(Task input Opens)

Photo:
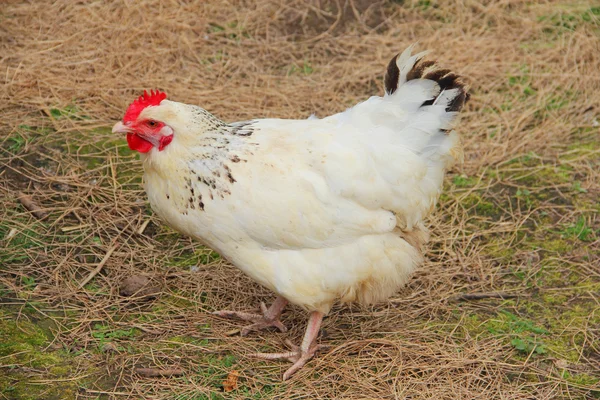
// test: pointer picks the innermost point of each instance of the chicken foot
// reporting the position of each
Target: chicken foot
(270, 317)
(299, 355)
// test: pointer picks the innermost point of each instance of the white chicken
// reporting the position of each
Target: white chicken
(316, 210)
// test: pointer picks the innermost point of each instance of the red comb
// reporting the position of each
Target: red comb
(145, 100)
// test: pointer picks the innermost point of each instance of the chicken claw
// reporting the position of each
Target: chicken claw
(269, 318)
(299, 354)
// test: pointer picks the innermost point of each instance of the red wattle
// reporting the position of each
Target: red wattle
(137, 143)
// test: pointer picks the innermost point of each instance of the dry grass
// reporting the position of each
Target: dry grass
(520, 218)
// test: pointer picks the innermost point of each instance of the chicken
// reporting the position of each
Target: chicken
(316, 210)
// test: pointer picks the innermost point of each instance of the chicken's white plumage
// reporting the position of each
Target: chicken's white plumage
(318, 209)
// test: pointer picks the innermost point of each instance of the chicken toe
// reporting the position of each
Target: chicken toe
(299, 355)
(269, 318)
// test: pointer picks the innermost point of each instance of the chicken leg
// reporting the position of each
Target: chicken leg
(299, 354)
(269, 317)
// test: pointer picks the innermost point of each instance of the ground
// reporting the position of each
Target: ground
(517, 224)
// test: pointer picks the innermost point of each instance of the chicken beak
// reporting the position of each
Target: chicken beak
(121, 128)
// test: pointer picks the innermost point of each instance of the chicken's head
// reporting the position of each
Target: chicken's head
(143, 123)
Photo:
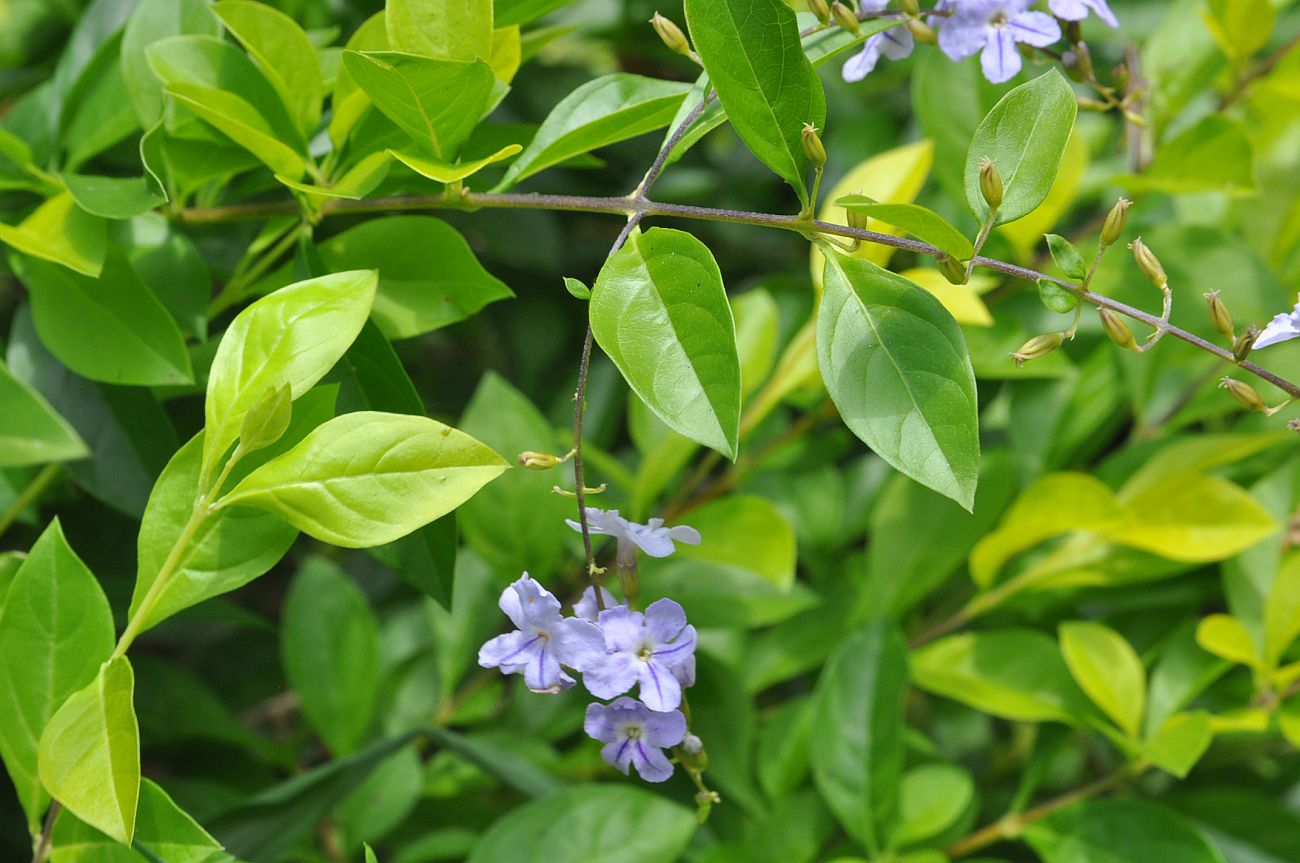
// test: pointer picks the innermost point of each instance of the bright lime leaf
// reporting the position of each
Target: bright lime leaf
(755, 63)
(367, 478)
(659, 311)
(897, 369)
(90, 753)
(330, 645)
(291, 337)
(56, 620)
(1025, 137)
(1108, 668)
(596, 115)
(111, 329)
(857, 757)
(30, 430)
(1015, 673)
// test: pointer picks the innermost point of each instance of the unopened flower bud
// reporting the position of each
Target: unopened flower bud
(813, 147)
(1246, 394)
(538, 460)
(1038, 346)
(845, 17)
(671, 34)
(1148, 264)
(1117, 329)
(952, 269)
(1220, 316)
(1114, 226)
(1244, 343)
(989, 183)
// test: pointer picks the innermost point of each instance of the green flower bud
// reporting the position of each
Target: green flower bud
(1114, 224)
(1246, 394)
(1117, 329)
(845, 17)
(1038, 346)
(813, 147)
(989, 183)
(1220, 316)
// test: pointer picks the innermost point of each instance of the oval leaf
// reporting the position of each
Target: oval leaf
(659, 311)
(896, 367)
(365, 478)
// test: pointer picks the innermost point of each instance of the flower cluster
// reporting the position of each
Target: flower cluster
(989, 27)
(614, 647)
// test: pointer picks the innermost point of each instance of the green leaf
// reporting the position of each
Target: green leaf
(112, 196)
(55, 619)
(90, 753)
(443, 30)
(590, 824)
(228, 550)
(1066, 256)
(1015, 673)
(1025, 137)
(931, 799)
(30, 430)
(446, 172)
(755, 63)
(659, 311)
(1108, 668)
(367, 478)
(857, 759)
(1122, 831)
(61, 231)
(111, 329)
(284, 52)
(291, 337)
(330, 645)
(896, 365)
(921, 222)
(154, 21)
(436, 102)
(598, 113)
(429, 278)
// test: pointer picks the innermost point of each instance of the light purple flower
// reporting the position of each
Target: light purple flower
(995, 27)
(651, 538)
(1282, 328)
(544, 640)
(654, 649)
(1078, 11)
(636, 736)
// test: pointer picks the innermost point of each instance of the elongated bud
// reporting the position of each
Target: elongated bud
(1117, 329)
(1243, 345)
(1246, 394)
(952, 269)
(1038, 346)
(989, 183)
(671, 34)
(1220, 316)
(813, 147)
(1114, 225)
(1149, 264)
(845, 17)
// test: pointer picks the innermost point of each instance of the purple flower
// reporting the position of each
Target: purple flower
(544, 640)
(995, 27)
(637, 736)
(1078, 11)
(654, 649)
(1282, 328)
(651, 538)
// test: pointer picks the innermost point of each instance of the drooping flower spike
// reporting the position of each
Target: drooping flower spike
(636, 736)
(544, 641)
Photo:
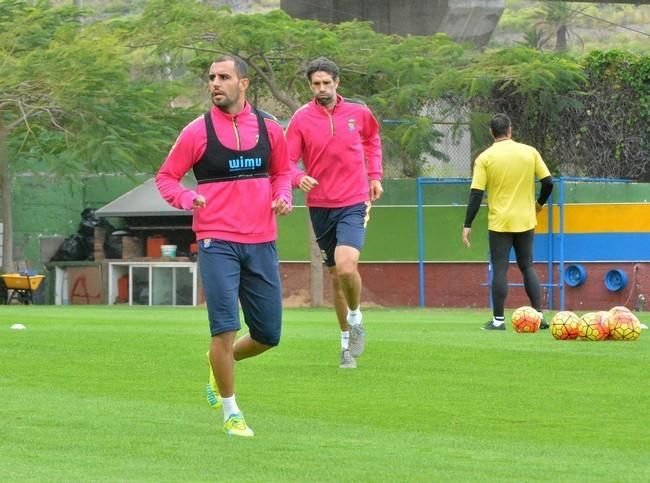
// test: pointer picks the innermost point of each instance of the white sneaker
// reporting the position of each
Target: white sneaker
(347, 361)
(357, 340)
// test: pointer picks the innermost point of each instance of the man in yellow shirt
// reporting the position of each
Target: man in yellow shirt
(507, 171)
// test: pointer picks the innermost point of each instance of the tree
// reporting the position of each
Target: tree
(558, 24)
(387, 72)
(68, 103)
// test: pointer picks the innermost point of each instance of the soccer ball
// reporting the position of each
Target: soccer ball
(625, 326)
(614, 310)
(594, 326)
(526, 319)
(564, 325)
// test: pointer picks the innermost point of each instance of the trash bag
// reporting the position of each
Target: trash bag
(73, 248)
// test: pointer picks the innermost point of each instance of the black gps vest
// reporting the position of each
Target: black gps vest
(220, 163)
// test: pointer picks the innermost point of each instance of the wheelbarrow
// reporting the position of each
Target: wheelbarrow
(21, 286)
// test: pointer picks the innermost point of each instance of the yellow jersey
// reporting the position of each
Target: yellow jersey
(507, 171)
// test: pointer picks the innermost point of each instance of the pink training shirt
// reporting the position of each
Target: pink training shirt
(239, 210)
(341, 149)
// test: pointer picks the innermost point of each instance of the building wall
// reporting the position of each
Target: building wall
(609, 219)
(463, 20)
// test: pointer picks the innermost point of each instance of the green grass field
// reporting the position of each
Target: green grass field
(116, 394)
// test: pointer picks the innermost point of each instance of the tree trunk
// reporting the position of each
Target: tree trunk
(561, 38)
(7, 220)
(315, 270)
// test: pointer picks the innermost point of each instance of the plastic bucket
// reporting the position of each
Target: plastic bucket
(575, 275)
(168, 250)
(615, 280)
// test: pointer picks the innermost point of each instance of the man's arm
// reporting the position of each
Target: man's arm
(279, 169)
(372, 146)
(545, 191)
(473, 205)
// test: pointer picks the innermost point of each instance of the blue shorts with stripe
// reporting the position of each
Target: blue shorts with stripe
(246, 273)
(339, 226)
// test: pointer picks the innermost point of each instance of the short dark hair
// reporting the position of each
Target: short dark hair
(240, 64)
(322, 64)
(499, 125)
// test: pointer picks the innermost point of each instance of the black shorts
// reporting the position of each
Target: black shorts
(234, 273)
(339, 226)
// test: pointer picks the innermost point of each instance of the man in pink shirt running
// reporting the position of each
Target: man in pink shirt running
(340, 148)
(239, 158)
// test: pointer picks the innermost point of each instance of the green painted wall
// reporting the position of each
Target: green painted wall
(44, 206)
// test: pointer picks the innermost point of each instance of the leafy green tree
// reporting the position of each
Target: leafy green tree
(68, 103)
(558, 24)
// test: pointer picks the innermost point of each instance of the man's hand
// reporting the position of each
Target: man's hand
(466, 233)
(199, 202)
(375, 190)
(307, 183)
(280, 207)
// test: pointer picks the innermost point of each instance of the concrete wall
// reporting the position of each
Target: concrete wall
(463, 20)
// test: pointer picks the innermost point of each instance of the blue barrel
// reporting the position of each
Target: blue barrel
(615, 280)
(575, 275)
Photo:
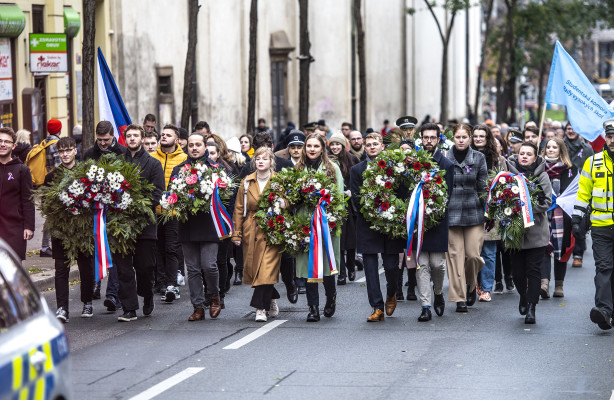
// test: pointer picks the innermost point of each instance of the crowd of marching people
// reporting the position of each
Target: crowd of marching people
(210, 250)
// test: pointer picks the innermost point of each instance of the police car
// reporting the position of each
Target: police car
(34, 357)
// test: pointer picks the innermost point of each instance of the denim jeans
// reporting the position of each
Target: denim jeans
(486, 277)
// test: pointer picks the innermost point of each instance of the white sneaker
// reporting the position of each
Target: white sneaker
(260, 316)
(274, 311)
(180, 279)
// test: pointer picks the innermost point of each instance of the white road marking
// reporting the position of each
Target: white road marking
(255, 335)
(364, 278)
(167, 384)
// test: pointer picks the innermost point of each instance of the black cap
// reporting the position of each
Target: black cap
(407, 122)
(296, 137)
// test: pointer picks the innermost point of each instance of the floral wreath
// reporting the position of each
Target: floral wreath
(109, 182)
(299, 189)
(395, 170)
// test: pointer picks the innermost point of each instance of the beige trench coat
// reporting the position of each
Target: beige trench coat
(260, 262)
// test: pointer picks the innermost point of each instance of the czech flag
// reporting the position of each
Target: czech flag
(110, 104)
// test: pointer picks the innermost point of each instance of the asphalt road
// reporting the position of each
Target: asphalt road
(487, 352)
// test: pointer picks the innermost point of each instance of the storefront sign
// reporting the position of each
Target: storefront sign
(48, 52)
(6, 70)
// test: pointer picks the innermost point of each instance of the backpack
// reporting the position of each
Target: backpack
(37, 162)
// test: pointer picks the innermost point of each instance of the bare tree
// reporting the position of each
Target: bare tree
(188, 74)
(305, 60)
(89, 71)
(362, 70)
(253, 58)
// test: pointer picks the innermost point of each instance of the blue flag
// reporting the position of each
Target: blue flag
(568, 86)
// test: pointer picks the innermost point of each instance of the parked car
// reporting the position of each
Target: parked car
(34, 355)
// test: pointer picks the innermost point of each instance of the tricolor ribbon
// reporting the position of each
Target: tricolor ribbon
(526, 207)
(221, 219)
(102, 256)
(321, 254)
(415, 216)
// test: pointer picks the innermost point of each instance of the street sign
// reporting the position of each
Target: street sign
(48, 52)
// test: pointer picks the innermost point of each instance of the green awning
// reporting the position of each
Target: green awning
(12, 21)
(72, 22)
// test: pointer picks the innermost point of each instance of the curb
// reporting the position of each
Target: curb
(48, 282)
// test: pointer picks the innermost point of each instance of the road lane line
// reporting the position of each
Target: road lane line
(255, 335)
(364, 278)
(167, 384)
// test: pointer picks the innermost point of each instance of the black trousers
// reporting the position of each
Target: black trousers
(86, 274)
(167, 248)
(526, 272)
(262, 296)
(313, 295)
(603, 252)
(560, 268)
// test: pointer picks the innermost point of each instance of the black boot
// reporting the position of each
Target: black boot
(530, 318)
(314, 314)
(522, 304)
(330, 306)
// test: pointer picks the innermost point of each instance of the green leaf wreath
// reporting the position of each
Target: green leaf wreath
(67, 204)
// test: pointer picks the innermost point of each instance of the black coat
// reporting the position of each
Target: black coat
(151, 170)
(369, 241)
(436, 238)
(16, 205)
(198, 227)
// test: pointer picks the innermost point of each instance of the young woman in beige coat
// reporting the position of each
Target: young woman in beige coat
(261, 261)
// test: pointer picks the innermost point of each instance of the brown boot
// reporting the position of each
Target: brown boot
(544, 290)
(558, 289)
(215, 307)
(198, 314)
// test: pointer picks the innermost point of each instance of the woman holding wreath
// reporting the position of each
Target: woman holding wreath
(314, 157)
(261, 261)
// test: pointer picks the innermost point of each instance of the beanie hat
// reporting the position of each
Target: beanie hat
(54, 126)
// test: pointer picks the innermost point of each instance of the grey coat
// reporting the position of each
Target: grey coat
(539, 234)
(466, 207)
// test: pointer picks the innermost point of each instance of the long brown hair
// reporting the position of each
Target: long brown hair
(302, 163)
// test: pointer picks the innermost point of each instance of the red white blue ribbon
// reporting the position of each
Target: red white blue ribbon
(321, 253)
(523, 192)
(415, 216)
(102, 255)
(221, 219)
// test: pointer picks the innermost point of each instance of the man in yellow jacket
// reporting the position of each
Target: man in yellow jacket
(596, 188)
(170, 257)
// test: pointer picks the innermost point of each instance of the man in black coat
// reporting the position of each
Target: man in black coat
(143, 260)
(17, 211)
(432, 260)
(371, 243)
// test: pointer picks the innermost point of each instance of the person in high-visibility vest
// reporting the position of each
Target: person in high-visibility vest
(597, 190)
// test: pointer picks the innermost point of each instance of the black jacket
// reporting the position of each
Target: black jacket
(369, 241)
(150, 170)
(17, 208)
(198, 227)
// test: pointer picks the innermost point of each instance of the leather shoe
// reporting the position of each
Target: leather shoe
(377, 316)
(351, 275)
(198, 314)
(439, 304)
(426, 315)
(292, 293)
(391, 304)
(530, 318)
(461, 306)
(601, 318)
(215, 307)
(330, 306)
(314, 314)
(471, 297)
(522, 304)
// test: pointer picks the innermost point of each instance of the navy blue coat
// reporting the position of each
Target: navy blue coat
(369, 241)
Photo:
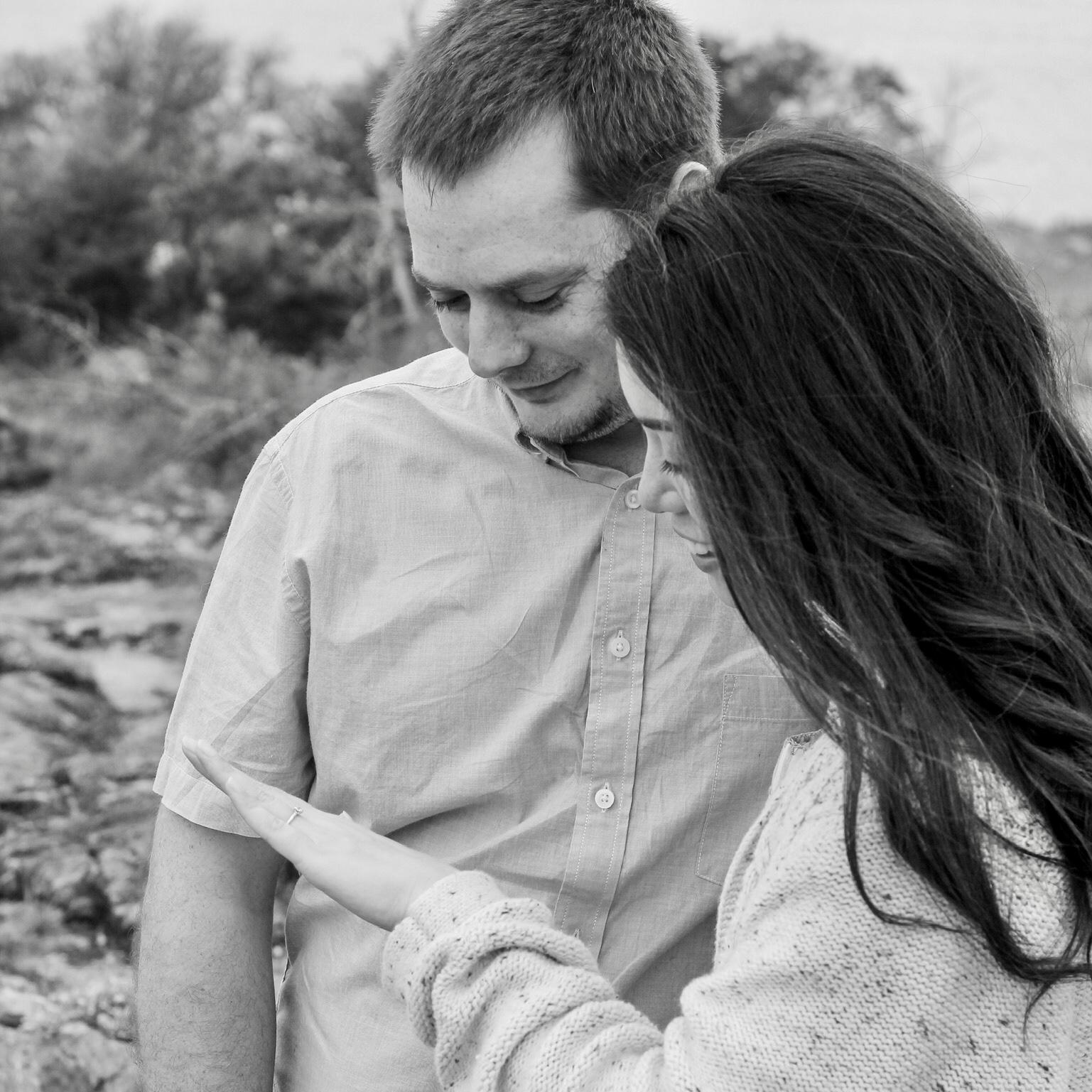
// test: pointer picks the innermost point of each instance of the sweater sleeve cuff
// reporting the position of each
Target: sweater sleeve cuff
(447, 903)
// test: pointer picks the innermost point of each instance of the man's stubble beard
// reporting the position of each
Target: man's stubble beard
(599, 422)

(Task input Closes)

| What is expected |
Setting the pictures aside, return exactly the lines from the line with "Target: leather shoe" through the last line of the listing above.

| Final answer |
Target: leather shoe
(377, 316)
(351, 275)
(198, 314)
(439, 304)
(426, 315)
(292, 293)
(391, 304)
(530, 318)
(461, 306)
(601, 318)
(215, 307)
(330, 306)
(314, 314)
(471, 297)
(522, 304)
// test: pointer picks the innermost point of each instance of the navy blue coat
// reporting the position of each
Target: navy blue coat
(369, 241)
Photo:
// test: pointer picks the innermost point of each instance of the sweater sleeve cuff
// reporting the position of each
Target: sweater sleeve cuff
(447, 903)
// test: pointer picks the innermost point of each instance of the man's stubble beard
// reporting the position of each
Target: man's stubble beard
(599, 422)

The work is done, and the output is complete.